-- start of Supplied passage --

Skip to main content


Eclipse Community Forums
Forum Search:

Search      Help    Register    Login    Home
Home » Eclipse Projects » BIRT » performance issue when sorting a group
performance issue when sorting a group [message #368353] Fri, 22 May 2009 17:27 Go to next message
Mike is currently offline MikeFriend
Messages: 8
Registered: July 2009
Junior Member
We have found that several of our reports take increasingly long to
complete as the data set size increases, but the time is more exponential
than linear. The common attributes of these reports are groups on a table
that have a sort key.

In one of our reports with a data set of 200k rows it will complete in
under 10 minutes without sorting. This time includes rendering the report
to a PDF. However adding a sort key will increase that time to over 18
hours to complete!

While profiling my Java application (with the BIRT engine) we have found
that the majority of the time is spent in
GroupInformationUtil.mergeTwoGroupBoundaryInfoGroups()

I have a very simple test case that I can provide. It includes a flat
file that is used as a datasource and two .rptdesign files, one with a
sort key and one without. In my Eclipse environment, viewing the unsorted
report as a PDF takes approximately 30 seconds. Attempting to view the
sorted report runs indefinitely.

-- end of Supplied passage --
-- start of Extracted material --

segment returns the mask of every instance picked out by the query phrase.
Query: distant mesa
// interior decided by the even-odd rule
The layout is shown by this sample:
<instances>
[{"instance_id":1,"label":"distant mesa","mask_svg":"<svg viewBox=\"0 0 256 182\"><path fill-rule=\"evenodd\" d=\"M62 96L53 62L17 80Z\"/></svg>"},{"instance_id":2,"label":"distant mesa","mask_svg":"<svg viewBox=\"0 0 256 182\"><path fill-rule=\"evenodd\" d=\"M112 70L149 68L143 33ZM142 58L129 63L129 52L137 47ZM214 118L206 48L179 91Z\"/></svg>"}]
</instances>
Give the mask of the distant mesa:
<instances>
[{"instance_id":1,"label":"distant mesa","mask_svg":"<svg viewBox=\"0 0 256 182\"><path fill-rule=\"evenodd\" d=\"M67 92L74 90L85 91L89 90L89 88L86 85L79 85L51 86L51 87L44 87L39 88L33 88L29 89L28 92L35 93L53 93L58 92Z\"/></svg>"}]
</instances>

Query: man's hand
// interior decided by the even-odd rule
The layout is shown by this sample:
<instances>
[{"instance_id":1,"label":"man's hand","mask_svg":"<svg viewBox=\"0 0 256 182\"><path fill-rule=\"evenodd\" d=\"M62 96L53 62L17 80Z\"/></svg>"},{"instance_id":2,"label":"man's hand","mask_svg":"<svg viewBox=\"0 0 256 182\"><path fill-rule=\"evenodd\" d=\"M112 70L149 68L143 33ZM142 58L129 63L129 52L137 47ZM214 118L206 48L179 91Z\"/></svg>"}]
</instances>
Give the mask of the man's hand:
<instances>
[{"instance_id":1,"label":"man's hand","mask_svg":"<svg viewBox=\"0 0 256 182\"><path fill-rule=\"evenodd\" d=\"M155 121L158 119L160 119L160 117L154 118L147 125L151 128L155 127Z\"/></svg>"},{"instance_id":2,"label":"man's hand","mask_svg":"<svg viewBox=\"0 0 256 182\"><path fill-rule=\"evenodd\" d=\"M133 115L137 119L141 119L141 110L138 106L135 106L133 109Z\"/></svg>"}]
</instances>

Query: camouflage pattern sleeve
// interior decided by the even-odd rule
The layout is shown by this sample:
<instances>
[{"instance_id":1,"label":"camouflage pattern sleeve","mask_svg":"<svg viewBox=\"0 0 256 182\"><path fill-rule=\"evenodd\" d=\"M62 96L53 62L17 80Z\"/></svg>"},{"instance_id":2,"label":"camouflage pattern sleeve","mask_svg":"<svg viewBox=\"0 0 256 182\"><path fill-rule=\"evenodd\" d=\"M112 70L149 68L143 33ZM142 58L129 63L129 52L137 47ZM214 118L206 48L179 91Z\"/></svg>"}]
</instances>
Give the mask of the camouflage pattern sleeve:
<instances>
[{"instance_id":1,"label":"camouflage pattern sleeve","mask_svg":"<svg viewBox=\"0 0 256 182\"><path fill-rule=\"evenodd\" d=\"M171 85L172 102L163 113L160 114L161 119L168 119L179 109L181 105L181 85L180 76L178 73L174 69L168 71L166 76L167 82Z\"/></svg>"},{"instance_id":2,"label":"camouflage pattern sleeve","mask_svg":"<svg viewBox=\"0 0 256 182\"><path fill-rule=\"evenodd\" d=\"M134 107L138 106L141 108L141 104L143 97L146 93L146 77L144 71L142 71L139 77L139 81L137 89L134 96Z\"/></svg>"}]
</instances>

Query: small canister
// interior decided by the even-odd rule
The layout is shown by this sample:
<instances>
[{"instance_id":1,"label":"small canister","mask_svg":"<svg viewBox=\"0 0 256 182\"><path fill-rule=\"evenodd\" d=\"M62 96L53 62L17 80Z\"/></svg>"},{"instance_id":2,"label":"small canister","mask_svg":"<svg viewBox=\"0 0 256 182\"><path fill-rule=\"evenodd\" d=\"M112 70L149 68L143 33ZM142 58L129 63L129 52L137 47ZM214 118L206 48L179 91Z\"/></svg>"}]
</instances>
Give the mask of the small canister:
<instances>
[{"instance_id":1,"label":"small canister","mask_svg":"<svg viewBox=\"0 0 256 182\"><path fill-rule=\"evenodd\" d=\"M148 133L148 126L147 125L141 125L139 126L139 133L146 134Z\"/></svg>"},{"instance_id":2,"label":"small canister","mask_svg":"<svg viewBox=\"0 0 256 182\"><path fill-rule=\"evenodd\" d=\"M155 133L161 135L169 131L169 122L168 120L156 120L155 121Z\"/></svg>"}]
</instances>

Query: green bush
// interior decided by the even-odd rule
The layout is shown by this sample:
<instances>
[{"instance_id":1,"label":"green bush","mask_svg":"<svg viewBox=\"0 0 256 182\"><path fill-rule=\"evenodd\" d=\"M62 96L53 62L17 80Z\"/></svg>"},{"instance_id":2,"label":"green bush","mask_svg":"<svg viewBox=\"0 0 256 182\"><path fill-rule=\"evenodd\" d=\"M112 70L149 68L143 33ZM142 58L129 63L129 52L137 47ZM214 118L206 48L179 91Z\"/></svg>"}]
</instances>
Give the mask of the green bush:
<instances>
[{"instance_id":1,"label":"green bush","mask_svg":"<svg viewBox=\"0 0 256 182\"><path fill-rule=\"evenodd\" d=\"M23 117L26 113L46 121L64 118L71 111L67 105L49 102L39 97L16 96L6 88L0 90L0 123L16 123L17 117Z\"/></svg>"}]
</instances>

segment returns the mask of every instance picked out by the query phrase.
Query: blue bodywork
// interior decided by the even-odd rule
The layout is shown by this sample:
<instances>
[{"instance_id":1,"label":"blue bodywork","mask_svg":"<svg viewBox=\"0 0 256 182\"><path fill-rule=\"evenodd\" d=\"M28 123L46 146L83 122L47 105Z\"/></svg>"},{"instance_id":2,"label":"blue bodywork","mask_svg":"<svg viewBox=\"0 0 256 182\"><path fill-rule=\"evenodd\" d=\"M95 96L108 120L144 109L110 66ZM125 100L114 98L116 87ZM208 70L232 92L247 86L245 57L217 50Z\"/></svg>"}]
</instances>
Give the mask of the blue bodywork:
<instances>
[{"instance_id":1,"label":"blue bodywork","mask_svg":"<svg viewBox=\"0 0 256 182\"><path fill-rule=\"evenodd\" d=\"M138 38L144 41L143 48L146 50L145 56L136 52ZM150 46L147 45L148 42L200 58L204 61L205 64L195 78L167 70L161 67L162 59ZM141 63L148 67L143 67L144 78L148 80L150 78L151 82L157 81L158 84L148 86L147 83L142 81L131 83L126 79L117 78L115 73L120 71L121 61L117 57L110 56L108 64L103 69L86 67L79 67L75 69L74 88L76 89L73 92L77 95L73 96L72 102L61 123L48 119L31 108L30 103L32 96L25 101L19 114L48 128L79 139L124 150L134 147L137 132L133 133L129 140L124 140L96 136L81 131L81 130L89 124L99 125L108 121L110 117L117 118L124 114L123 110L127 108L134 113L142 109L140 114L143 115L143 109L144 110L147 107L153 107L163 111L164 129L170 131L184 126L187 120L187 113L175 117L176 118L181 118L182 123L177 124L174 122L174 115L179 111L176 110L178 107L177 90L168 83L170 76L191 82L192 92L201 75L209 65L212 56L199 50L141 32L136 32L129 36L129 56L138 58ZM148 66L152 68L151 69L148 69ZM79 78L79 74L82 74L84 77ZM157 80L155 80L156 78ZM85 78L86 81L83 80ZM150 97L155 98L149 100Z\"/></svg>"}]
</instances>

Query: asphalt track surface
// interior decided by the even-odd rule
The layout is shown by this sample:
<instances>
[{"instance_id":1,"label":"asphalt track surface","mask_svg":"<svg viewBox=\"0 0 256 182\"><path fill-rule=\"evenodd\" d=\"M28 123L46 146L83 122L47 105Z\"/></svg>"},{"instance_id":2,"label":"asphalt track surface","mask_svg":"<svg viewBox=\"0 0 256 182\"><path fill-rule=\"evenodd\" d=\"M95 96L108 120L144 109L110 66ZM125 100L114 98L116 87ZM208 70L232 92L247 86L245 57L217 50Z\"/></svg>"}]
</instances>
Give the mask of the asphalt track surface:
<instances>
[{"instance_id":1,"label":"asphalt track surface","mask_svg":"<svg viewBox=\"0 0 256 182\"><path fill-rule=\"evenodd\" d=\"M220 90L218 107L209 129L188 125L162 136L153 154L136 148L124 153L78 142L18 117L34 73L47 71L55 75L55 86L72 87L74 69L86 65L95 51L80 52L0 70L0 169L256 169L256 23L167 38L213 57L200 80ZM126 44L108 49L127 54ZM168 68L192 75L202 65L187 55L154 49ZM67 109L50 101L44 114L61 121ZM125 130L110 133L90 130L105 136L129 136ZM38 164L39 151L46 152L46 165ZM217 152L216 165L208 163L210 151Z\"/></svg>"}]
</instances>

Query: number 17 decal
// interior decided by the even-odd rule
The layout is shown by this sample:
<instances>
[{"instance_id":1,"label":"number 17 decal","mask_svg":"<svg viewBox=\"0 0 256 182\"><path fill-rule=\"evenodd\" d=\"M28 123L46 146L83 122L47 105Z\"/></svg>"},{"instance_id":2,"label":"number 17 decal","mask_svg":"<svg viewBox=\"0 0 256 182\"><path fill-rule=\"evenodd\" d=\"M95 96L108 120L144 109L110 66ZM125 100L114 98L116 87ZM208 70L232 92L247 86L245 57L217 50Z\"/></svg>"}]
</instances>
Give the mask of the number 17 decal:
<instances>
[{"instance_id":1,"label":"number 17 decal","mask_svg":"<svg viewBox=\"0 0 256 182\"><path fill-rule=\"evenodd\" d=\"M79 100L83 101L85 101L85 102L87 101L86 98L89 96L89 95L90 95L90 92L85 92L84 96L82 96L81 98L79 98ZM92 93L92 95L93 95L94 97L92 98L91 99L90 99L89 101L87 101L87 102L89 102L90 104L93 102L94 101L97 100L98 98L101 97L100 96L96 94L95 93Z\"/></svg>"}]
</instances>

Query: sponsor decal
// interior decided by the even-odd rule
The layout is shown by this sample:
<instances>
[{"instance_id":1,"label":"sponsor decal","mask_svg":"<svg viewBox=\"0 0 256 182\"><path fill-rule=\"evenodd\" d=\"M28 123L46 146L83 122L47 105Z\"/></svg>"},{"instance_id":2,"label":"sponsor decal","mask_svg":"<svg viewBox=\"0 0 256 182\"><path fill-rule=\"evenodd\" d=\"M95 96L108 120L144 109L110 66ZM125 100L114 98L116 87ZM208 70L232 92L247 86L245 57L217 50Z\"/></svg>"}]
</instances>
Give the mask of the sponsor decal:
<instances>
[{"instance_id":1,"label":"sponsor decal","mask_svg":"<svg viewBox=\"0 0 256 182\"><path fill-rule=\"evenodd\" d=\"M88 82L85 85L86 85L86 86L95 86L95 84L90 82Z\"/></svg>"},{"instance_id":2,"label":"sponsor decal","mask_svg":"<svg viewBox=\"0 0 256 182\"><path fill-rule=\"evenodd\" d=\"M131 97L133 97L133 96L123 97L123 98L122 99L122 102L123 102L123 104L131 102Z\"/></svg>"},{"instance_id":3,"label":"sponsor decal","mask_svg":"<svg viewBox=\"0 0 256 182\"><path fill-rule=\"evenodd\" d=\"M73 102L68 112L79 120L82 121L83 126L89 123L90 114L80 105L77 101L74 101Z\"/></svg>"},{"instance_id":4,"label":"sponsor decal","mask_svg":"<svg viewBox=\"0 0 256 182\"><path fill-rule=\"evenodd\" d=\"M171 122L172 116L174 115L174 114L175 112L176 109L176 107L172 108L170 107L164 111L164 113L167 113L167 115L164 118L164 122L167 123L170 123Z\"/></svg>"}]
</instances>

-- end of Extracted material --

**Objectives**
1. How would you render this sentence from the BIRT sorting post in Spanish: "The common attributes of these reports are groups on a table that have a sort key."
2. Could you supply the next part of the BIRT sorting post, picking up after its last sentence?

**Final results**
1. Los atributos comunes de estos informes son grupos en una tabla que tienen una clave de ordenación.

2.
This seems to indicate a performance issue in BIRT with sorting data sets.
Has anyone else experienced similar performance problems?
Re: performance issue when sorting a group [message #368371 is a reply to message #368353] Tue, 26 May 2009 15:09 Go to previous messageGo to next message
Eclipse UserFriend
Originally posted by: jasonweathersby.windstream.net

Mike,

Can you open a bugzilla entry for this and provide your test case?

Jason

Mike wrote:
> We have found that several of our reports take increasingly long to
> complete as the data set size increases, but the time is more
> exponential than linear. The common attributes of these reports are
> groups on a table that have a sort key.
>
> In one of our reports with a data set of 200k rows it will complete in
> under 10 minutes without sorting. This time includes rendering the
> report to a PDF. However adding a sort key will increase that time to
> over 18 hours to complete!
>
> While profiling my Java application (with the BIRT engine) we have found
> that the majority of the time is spent in
> GroupInformationUtil.mergeTwoGroupBoundaryInfoGroups()
>
> I have a very simple test case that I can provide. It includes a flat
> file that is used as a datasource and two .rptdesign files, one with a
> sort key and one without. In my Eclipse environment, viewing the
> unsorted report as a PDF takes approximately 30 seconds. Attempting to
> view the sorted report runs indefinitely.
>
> This seems to indicate a performance issue in BIRT with sorting data
> sets. Has anyone else experienced similar performance problems?
>
Re: performance issue when sorting a group [message #368376 is a reply to message #368371] Tue, 26 May 2009 16:00 Go to previous messageGo to next message
Mike is currently offline MikeFriend
Messages: 8
Registered: July 2009
Junior Member
I have opened a bug and attached the test case.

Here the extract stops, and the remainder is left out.